*Source passage*:
Intervening events’ effect on retaliation claims; EEOC sued for discrimination; coverage under HOA/condo insurance; religious accommodation; and more in Our Social Media Posts This Week, Aug. 10-16, 2025.

Below is a review of the posts on Facebook and LinkedIn from the past week. You can check out the full posts by clicking on the links.

NOTE: there is still some instability and fluctuation in federal labor and employment law, so check with us or another employment lawyer before taking action based on something in our posts.

texas roadhouse hit with civil rights complaint alleging dei discrimination in hiring practices

The post on Sunday 8/10/2025 told us Texas Roadhouse hit with civil rights complaint alleging DEI discrimination in hiring practices.

Author’s query: what provides standing for the plaintiff to bring this suit?

In this case, America First Legal (AFL), a conservative legal group, filed a civil rights charge with the EEOC against the Texas Roadhouse restaurant chain, alleging that it illegally discriminates by using DEI, gender and racial demographic criteria in its hiring practices. In its charge AFL alleged that Texas Roadhouse used race and gender as factors in determining who should be appointed to its Board of Directors and for the other things listed in the post, all of which are alleged to violate the Civil Rights Act of 1964.

In its 2024 10-K annual report (linked in the post), Texas Roadhouse said that it is committed to “attracting, retaining, engaging, recognizing, and developing a workforce that mirrors the diversity of our guests.” It also provided a chart breaking down the percentages of employees and managers who were women or people of color.

AFL’s charge also alleges that because of increased pressure from the government and investors to disclose its Environmental, Social, and Governance (ESG) targets (including those related to DEI efforts), Texas Roadhouse is exposing itself to reputational risk as well as the threat of potential litigation. What the charge said as to that is in the post.

*Task list*:
A: According to the Texas Roadhouse passage, which group filed the civil rights charge with the EEOC?
B: Repeat the Texas Roadhouse passage word for word, beginning at the words "NOTE: there is" and stopping after "in our posts.".
The entries are separate material with no connection to the Texas Roadhouse passage.

*Data supplied*:
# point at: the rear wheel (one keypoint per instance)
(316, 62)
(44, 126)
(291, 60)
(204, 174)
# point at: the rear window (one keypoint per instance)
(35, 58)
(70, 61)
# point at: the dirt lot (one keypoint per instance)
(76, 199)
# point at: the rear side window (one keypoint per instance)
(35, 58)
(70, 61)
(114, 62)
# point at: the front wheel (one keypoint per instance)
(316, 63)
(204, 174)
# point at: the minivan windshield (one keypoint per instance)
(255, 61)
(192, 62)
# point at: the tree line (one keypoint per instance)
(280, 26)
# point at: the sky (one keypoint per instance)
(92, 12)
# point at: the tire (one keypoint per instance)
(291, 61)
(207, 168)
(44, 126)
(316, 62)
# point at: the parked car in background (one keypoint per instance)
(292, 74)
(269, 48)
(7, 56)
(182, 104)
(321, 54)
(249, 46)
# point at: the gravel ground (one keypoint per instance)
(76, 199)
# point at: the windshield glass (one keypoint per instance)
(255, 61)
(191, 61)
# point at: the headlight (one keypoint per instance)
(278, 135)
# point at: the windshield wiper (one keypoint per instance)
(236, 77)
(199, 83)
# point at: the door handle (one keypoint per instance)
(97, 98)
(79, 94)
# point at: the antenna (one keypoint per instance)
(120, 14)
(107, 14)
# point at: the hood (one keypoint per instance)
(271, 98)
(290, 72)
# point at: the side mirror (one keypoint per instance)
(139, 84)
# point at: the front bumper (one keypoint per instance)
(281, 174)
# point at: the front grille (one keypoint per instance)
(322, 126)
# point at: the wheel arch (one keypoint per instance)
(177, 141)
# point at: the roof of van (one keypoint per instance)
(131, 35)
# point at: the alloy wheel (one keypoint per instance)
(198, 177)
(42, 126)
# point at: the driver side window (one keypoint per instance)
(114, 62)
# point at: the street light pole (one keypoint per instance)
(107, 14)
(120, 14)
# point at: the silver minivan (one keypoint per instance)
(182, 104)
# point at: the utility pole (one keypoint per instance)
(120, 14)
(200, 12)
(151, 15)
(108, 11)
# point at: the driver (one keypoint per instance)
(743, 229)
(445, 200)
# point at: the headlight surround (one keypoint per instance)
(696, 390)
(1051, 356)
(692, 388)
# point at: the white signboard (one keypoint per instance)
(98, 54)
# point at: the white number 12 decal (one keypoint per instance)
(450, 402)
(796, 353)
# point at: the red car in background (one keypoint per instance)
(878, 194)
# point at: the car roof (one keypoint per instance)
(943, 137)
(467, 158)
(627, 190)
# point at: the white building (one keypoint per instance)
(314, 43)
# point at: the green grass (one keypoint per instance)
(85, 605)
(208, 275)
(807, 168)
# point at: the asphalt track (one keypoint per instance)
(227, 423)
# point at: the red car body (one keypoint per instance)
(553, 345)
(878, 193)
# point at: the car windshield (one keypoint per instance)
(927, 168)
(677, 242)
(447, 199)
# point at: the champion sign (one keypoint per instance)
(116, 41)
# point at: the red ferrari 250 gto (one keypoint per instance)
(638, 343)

*Numbered responses*:
A: America First Legal (AFL), a conservative legal group.

B:
NOTE: there is still some instability and fluctuation in federal labor and employment law, so check with us or another employment lawyer before taking action based on something in our posts.